Beyond a strategy to combat the coronavirus and affected economy, Biden’s top initiative is climate change. Despite the currently divided rhetoric about the yet to be announced presidential cabinet, issues like this will be the grounding displays that will surely win some unity. 

Boston Consulting Group (BCG), one of the three largest strategy consulting firms globally, sees Biden as capable of making headway in leading the shift required to address climate change. BCG states, “President-elect Biden campaigned on the most ambitious climate platform of any presidential candidate in history—and he has indicated that his administration will move quickly to pursue that policy. A transition to a low-carbon economy can have enormous benefits for U.S. businesses, creating thousands of jobs across the country while positioning the U.S. to be a driving force and innovation leader both domestically and abroad. Companies that are prepared to participate in the green recovery can reap substantial rewards.” [https://www.bcg.com/publications/2020/new-course-for-climate-in-united-states]

That’s possible only if Biden can successfully and positively affect special interest groups, even those across the aisle, with initiatives that address the plethora of issues at hand.  

Will this stop splinter groups from trying to build a new third party? Or even a fourth and fifth? Unlikely. 

But as a collective restaurant under a President Biden, multiple dinners for the many “party of one” at least gets everyone in the same room. 

—–

By Jim McCraw

Come January, when the 46th president takes office, we have a few words of advice for Uncle Joe. Herewith, assuming a majority in the House, a recommended agenda.

First, bring COVID-19 to a halt by example and by force of will, which President Trump never did. A quick and thorough response may shut down businesses hard in the short-term but will pay off in stemming outbreaks in the U.S. more quickly allowing us to open up again. The new president has to be in charge of this effort, has to wear a mask at every appearance, and has to coerce Americans to socially distance properly. 

If we could get General Motors and Ford Motor Company to build respirators and make masks in a revival of the “Arsenal of Democracy,” why can’t we get Americans to wear masks and avoid crowding in a World War II-era display of patriotic citizenship?

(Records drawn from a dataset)
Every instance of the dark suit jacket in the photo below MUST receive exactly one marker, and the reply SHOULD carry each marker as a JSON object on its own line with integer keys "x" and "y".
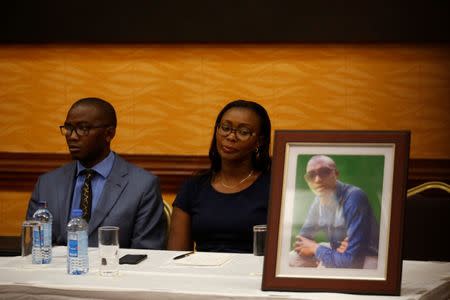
{"x": 131, "y": 199}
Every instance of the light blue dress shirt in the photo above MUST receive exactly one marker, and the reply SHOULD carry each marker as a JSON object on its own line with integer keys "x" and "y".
{"x": 103, "y": 169}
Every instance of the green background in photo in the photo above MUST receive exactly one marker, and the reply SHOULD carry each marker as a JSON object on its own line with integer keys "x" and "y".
{"x": 363, "y": 171}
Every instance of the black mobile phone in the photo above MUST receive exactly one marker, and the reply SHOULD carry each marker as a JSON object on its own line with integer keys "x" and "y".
{"x": 132, "y": 259}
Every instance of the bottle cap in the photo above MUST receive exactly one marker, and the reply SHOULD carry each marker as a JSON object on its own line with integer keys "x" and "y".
{"x": 76, "y": 212}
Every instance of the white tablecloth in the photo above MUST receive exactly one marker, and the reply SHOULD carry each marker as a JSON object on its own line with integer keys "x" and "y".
{"x": 159, "y": 278}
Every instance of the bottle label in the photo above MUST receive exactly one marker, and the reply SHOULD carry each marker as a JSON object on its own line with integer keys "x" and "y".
{"x": 38, "y": 239}
{"x": 73, "y": 248}
{"x": 47, "y": 234}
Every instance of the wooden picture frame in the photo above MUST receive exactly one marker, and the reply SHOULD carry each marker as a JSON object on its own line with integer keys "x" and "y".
{"x": 370, "y": 165}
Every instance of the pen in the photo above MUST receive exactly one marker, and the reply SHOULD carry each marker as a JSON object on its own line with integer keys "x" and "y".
{"x": 183, "y": 255}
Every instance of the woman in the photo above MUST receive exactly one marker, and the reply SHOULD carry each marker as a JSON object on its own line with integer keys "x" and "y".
{"x": 218, "y": 209}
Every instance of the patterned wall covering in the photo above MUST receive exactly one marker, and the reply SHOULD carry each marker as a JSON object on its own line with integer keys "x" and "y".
{"x": 167, "y": 96}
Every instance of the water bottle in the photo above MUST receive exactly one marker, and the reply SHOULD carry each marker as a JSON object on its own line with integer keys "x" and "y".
{"x": 42, "y": 239}
{"x": 77, "y": 244}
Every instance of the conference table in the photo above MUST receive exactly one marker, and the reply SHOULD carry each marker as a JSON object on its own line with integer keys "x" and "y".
{"x": 236, "y": 276}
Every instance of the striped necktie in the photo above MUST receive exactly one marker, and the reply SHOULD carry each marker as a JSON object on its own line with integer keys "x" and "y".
{"x": 86, "y": 194}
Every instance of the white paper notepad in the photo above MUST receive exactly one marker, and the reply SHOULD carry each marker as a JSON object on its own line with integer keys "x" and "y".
{"x": 204, "y": 259}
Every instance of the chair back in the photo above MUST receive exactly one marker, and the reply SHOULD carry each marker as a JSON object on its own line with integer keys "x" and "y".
{"x": 427, "y": 222}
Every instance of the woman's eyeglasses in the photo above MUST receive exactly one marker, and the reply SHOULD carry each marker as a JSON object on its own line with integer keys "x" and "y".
{"x": 241, "y": 133}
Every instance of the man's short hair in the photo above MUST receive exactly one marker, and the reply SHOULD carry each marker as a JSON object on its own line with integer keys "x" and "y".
{"x": 103, "y": 105}
{"x": 325, "y": 158}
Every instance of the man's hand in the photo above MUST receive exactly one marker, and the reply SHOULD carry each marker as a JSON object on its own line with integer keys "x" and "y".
{"x": 304, "y": 246}
{"x": 343, "y": 246}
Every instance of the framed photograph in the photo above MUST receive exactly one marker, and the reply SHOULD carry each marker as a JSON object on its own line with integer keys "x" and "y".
{"x": 336, "y": 211}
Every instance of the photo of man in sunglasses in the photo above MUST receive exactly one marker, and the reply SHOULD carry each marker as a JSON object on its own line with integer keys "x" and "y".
{"x": 342, "y": 213}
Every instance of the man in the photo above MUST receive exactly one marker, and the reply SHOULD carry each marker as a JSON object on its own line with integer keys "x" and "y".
{"x": 344, "y": 214}
{"x": 119, "y": 194}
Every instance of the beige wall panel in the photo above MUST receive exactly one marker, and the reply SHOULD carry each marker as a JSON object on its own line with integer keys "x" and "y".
{"x": 13, "y": 207}
{"x": 167, "y": 96}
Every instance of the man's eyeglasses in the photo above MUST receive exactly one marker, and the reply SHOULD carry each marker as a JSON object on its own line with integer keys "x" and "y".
{"x": 242, "y": 133}
{"x": 82, "y": 130}
{"x": 321, "y": 172}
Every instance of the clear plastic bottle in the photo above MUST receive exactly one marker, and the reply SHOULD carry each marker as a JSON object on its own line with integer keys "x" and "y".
{"x": 77, "y": 244}
{"x": 42, "y": 239}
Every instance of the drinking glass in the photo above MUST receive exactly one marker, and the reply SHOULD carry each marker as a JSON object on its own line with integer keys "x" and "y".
{"x": 108, "y": 245}
{"x": 28, "y": 229}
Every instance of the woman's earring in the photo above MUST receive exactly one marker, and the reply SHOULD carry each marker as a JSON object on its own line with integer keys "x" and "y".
{"x": 257, "y": 153}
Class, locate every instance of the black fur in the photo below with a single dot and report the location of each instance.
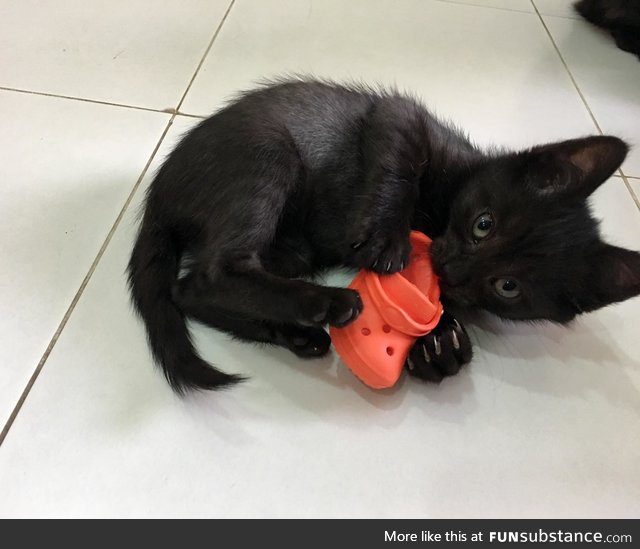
(301, 176)
(620, 17)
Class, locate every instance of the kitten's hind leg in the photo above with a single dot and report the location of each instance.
(244, 288)
(304, 341)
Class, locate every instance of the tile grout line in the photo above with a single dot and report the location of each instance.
(206, 53)
(634, 197)
(97, 102)
(105, 244)
(501, 8)
(83, 285)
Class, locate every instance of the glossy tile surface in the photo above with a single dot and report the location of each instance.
(545, 421)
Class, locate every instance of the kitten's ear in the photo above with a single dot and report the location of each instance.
(574, 168)
(615, 277)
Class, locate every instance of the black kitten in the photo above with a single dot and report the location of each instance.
(620, 17)
(303, 176)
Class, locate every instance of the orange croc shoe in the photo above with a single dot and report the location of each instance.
(398, 308)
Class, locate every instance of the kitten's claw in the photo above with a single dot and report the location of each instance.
(440, 353)
(454, 337)
(382, 253)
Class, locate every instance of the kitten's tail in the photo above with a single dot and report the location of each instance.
(152, 270)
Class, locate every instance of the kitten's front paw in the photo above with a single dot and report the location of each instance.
(440, 353)
(382, 253)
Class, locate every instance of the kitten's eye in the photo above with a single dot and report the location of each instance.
(506, 287)
(482, 226)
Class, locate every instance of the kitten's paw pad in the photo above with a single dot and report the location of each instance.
(305, 342)
(440, 353)
(337, 307)
(384, 255)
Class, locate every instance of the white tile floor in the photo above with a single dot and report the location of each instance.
(544, 423)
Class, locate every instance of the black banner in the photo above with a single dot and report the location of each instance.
(325, 533)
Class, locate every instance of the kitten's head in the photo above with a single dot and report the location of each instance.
(521, 241)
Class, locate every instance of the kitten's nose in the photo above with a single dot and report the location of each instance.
(454, 272)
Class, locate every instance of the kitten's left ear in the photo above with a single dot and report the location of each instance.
(615, 277)
(574, 168)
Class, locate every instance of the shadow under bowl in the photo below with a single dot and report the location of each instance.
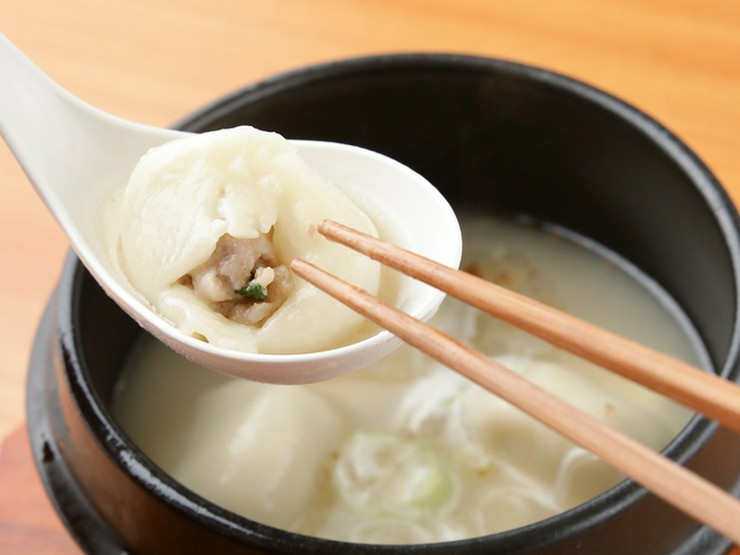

REQUIREMENT
Answer these questions about the passage on Biden's agenda:
(a) How does the passage describe Boston Consulting Group?
(b) Which two companies are named as having been brought to build respirators and make masks?
(c) What does the recommended agenda say the new president has to wear at every appearance?

TASK SOLUTION
(a) As one of the three largest strategy consulting firms globally.
(b) General Motors and Ford Motor Company.
(c) A mask.